Text section =>
————

I was getting ready to turn right when a quick peek at Google Maps informed me that, if I turned the other way, I’d reach something called the Haunted Trestle. I turned left, of course, and In short order I found myself facing a railroad overpass slathered in color.

The place has obviously been a go-to destination for teens for decades, if not generations. Thick layers of spray paint cover every inch of the cement and steel structure, words and simple drawings and squiggles layered atop one another in a glorious explosion of self-expression. In several places, the paint peels back, revealing another — and then another — layer, colors upon colors upon colors.

(A side note, here: My 45 seconds of online research indicates the overpass isn’t actually a trestle. But I’m going to call it that. Who am I to argue with Google Maps?)

Some of the spray-painted words are vulgar. Some are encouraging. Initials in hearts ache with young love, and oversized letters exclaim the name of their painter. Other letters and scribbles and swirls mean nothing to anyone except the person who brought them to life with the swoosh of a paint can — the artist who, for that frozen moment, joined the throng that came before and made their mark.

————

Information supplied =>
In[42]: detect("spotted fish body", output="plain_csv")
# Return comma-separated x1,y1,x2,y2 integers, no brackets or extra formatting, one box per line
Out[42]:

————

Description of the task =>
In the Haunted Trestle passage, what did the writer's brief online research show about the overpass?

Output below =>
It showed that the overpass isn't actually a trestle.